Saved entries
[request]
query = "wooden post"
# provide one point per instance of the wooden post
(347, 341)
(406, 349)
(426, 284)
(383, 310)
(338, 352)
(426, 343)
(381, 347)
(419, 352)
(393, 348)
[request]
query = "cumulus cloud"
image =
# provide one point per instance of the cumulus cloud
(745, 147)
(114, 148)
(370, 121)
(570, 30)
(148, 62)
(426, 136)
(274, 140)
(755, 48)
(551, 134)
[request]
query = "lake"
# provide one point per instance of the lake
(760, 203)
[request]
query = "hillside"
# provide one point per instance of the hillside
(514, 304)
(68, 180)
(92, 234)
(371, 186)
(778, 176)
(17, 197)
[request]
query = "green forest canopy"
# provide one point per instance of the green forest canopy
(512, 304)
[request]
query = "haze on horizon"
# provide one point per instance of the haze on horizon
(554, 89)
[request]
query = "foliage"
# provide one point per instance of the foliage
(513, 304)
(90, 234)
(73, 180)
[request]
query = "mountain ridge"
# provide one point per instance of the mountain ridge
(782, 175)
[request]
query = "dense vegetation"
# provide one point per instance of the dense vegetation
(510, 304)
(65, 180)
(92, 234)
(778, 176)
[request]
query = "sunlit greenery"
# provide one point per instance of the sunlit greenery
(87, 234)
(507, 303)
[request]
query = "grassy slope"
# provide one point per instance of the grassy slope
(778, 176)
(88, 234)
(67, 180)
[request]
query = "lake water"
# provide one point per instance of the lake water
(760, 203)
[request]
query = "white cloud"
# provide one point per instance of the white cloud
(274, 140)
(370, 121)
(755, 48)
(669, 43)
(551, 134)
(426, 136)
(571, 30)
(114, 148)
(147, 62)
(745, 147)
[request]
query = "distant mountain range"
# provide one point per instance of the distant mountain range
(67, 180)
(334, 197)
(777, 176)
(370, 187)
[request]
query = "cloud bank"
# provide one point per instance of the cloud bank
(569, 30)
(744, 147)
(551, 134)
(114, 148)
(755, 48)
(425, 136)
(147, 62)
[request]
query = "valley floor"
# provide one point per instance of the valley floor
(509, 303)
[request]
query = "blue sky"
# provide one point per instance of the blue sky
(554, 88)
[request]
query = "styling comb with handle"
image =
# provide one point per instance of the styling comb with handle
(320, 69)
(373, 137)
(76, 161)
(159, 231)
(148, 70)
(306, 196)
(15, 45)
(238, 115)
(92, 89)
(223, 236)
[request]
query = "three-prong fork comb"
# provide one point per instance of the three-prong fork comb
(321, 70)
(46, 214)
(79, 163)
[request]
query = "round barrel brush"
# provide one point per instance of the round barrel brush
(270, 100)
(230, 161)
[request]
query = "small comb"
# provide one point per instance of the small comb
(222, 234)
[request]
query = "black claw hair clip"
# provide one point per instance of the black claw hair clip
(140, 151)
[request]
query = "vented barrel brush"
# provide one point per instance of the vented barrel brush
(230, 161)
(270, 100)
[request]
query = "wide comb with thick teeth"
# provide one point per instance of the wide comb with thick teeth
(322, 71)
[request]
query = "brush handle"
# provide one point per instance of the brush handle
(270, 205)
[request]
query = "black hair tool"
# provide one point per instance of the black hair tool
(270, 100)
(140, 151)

*EXERCISE INSTRUCTIONS*. Tally how many lines of the entries above contain the string "thick", treating uppercase and lowercase letters as different, and reply with the number alone.

*THE ANSWER*. 2